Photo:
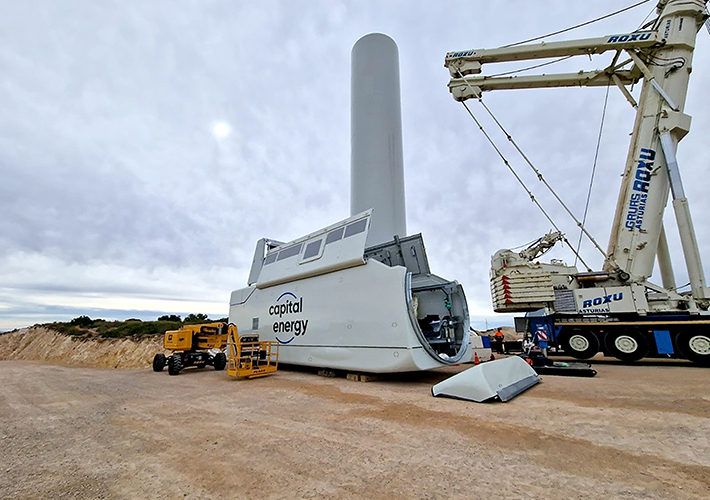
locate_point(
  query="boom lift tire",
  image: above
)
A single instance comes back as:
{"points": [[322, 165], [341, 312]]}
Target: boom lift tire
{"points": [[159, 362], [580, 344], [626, 345], [220, 361], [174, 364], [695, 346]]}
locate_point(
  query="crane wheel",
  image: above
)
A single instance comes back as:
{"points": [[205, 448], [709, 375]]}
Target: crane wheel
{"points": [[174, 364], [220, 361], [159, 362], [580, 344], [695, 347], [627, 345]]}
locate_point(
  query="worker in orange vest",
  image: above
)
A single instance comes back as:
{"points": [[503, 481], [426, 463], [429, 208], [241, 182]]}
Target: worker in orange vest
{"points": [[499, 340]]}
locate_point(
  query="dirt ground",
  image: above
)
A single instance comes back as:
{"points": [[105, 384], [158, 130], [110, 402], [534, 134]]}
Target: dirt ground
{"points": [[632, 432]]}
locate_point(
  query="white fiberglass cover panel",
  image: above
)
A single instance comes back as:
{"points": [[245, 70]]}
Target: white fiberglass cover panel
{"points": [[353, 319], [339, 246]]}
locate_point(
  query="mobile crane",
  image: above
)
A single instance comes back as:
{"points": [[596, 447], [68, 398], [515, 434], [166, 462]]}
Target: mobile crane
{"points": [[617, 310]]}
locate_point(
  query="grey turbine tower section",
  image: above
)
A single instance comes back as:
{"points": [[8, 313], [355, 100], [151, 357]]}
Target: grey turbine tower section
{"points": [[376, 164]]}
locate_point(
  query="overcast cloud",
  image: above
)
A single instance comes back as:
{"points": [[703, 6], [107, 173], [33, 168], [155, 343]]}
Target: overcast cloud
{"points": [[120, 198]]}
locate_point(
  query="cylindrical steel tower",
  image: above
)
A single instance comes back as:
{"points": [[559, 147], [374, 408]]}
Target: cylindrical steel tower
{"points": [[376, 161]]}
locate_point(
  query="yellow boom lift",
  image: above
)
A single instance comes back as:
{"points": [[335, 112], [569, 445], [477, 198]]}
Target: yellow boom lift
{"points": [[249, 357], [194, 345]]}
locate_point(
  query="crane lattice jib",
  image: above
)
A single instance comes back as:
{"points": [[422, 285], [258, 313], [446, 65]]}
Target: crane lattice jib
{"points": [[662, 58]]}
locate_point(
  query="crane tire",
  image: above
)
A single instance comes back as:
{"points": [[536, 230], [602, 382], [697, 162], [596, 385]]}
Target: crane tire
{"points": [[580, 344], [159, 362], [174, 364], [220, 361], [627, 345], [695, 346]]}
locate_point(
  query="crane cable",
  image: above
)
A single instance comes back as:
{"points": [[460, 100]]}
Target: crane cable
{"points": [[515, 174], [579, 25], [542, 179], [594, 169]]}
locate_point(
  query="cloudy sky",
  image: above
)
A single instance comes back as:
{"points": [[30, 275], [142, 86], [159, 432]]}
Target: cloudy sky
{"points": [[145, 146]]}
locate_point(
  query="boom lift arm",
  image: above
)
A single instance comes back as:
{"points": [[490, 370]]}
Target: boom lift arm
{"points": [[662, 58]]}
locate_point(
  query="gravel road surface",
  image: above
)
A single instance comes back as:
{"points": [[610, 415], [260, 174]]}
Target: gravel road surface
{"points": [[633, 432]]}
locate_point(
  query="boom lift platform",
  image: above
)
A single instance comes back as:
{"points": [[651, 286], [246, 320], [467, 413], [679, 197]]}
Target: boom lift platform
{"points": [[249, 357], [618, 310], [193, 345]]}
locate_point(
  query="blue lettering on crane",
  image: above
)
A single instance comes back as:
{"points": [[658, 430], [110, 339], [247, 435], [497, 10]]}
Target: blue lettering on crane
{"points": [[630, 37], [604, 299], [642, 181]]}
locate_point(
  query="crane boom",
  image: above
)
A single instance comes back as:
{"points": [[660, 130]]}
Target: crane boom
{"points": [[617, 310], [662, 58]]}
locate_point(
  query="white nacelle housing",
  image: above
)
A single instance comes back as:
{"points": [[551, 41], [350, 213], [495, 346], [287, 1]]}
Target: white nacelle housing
{"points": [[332, 303]]}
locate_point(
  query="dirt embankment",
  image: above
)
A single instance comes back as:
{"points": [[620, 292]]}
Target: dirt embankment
{"points": [[42, 344]]}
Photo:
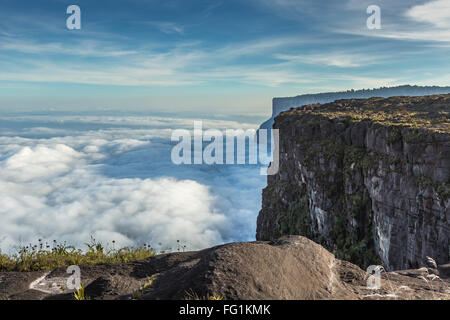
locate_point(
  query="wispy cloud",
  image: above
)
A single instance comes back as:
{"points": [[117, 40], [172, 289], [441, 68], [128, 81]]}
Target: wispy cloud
{"points": [[167, 27]]}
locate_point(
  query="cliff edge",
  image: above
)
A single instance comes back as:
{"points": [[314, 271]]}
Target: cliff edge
{"points": [[366, 178]]}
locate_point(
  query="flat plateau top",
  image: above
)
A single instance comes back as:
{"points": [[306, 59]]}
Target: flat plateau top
{"points": [[428, 112]]}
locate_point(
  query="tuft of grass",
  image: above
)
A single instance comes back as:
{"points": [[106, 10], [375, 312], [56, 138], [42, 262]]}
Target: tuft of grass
{"points": [[45, 257], [79, 293], [137, 295]]}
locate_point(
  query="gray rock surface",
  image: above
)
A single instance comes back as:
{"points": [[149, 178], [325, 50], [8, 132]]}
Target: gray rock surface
{"points": [[372, 188], [289, 268]]}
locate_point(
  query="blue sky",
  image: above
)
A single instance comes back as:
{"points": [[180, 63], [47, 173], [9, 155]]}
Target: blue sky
{"points": [[208, 56]]}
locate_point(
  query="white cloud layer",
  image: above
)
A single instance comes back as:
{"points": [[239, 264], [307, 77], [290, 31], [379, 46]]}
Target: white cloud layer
{"points": [[117, 183]]}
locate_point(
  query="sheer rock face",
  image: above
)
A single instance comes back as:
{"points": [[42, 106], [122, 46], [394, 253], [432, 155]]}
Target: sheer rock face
{"points": [[368, 179]]}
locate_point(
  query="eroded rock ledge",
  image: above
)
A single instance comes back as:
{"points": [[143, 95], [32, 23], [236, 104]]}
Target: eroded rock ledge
{"points": [[366, 178], [289, 268]]}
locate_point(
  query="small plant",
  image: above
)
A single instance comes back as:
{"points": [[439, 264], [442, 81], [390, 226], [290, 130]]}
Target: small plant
{"points": [[137, 295], [79, 293], [47, 257]]}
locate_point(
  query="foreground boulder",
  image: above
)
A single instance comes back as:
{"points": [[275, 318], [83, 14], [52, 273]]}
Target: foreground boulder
{"points": [[289, 268]]}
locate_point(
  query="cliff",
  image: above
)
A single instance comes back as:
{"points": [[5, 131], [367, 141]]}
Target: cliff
{"points": [[282, 104], [368, 179]]}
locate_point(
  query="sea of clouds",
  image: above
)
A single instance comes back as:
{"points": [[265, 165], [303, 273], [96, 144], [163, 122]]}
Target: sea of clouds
{"points": [[68, 178]]}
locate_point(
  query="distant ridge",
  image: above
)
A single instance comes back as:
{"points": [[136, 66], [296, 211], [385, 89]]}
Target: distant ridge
{"points": [[282, 104]]}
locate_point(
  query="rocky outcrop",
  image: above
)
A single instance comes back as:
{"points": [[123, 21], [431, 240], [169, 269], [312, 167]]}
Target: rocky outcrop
{"points": [[368, 179], [289, 268], [283, 104]]}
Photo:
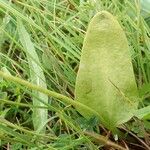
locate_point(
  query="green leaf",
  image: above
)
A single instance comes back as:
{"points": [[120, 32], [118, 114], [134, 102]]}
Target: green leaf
{"points": [[105, 80], [37, 77], [143, 113]]}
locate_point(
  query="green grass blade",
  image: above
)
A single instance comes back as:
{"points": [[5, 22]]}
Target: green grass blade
{"points": [[36, 75]]}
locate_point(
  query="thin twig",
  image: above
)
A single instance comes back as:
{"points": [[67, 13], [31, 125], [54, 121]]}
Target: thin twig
{"points": [[104, 140]]}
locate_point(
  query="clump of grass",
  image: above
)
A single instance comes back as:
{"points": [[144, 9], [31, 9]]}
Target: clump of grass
{"points": [[49, 50]]}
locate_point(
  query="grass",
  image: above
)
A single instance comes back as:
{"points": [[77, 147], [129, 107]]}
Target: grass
{"points": [[41, 42]]}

#####

(Short task)
Copy out every line above that contains the word "ridge".

(Result of this task)
  query="distant ridge",
Target: distant ridge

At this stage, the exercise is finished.